• [INSTRUCTIONS FOR THE TASK]
Copy the listing below in full, exactly.

----

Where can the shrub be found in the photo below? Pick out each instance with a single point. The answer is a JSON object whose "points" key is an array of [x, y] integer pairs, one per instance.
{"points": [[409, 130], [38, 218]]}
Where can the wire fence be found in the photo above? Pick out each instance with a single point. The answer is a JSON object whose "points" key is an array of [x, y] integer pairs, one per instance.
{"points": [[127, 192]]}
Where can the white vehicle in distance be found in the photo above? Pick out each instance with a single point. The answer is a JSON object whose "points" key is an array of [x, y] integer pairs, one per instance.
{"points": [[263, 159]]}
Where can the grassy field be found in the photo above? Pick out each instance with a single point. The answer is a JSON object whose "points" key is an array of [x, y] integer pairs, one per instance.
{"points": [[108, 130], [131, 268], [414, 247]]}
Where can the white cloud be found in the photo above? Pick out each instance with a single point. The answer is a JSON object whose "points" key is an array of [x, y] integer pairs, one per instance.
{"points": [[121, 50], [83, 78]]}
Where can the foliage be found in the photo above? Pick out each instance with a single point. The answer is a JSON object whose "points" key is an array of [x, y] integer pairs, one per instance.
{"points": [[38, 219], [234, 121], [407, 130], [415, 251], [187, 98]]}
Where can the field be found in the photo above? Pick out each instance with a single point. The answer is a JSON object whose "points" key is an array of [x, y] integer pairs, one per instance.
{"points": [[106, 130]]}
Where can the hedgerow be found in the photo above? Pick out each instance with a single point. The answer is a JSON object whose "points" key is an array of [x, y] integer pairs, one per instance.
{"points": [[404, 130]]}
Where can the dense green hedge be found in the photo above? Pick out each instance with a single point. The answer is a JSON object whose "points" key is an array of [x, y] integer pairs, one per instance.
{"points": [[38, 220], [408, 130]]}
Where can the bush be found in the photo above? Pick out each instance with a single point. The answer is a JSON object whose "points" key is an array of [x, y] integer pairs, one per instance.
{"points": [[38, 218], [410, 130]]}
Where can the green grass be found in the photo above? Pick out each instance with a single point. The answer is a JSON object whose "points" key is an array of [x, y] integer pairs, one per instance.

----

• [YOUR RESPONSE]
Where can the shrub be found in the photo below? Pick out each instance with a single point. The answer is a JSON object whose "points" key is an array of [x, y] integer pairs, one per instance.
{"points": [[409, 130], [38, 218]]}
Where can the wire fence be found in the photo above? Pick out each instance with a single point. The answer is a JSON object whose "points" key is an array of [x, y] integer pairs, one per instance.
{"points": [[127, 192]]}
Where can the white vehicle in distance be found in the photo above? Pick out each instance with a single point. The answer is a JSON object whose "points" key is an array of [x, y] integer pairs, one per instance.
{"points": [[263, 159]]}
Where can the grassy field be found in the photo above? Pick out each instance with a single point. The answer is a JSON object whose "points" key is an array of [x, y] integer pairs, one per instance.
{"points": [[108, 130], [131, 268], [414, 247]]}
Where can the white cloud be found in the photo above? Pick out each instance with a single point. The answer is a JSON object whose "points" key is an array of [x, y] integer pairs, one per instance.
{"points": [[121, 50], [83, 78]]}
Where can the foliage be found in the photo above? Pick out each instance with a single point. The answer is a JSON object whose "points" key is an array of [x, y] integer pairs, one per instance.
{"points": [[38, 219], [234, 121], [407, 130], [415, 251], [187, 98]]}
Where can the field be found in the photo above? Pick out each instance with a single point. The answer is a JSON object whose "points" key is an array of [x, y] integer pairs, one per instance.
{"points": [[106, 130]]}
Where can the hedgerow be found in the photo above? Pick out each instance with a single point. The answer is a JSON object whose "points" key is an array of [x, y] integer pairs, one per instance.
{"points": [[404, 130]]}
Where can the dense green hedge be found in the photo above? Pick out each instance with a single point. The answer is a JSON object whose "points" key is an array of [x, y] integer pairs, one per instance.
{"points": [[38, 220], [408, 130]]}
Where can the bush be found in the photo above? Pick out each instance with a single point. The answer is a JSON object whose "points" key is an array of [x, y] integer pairs, one per instance.
{"points": [[38, 218], [410, 130]]}
Where can the green grass be found in the photo above? Pick out each instance with a single point. The answer is a JSON object whose "points" key is an array of [x, y] integer pairs, one per instance.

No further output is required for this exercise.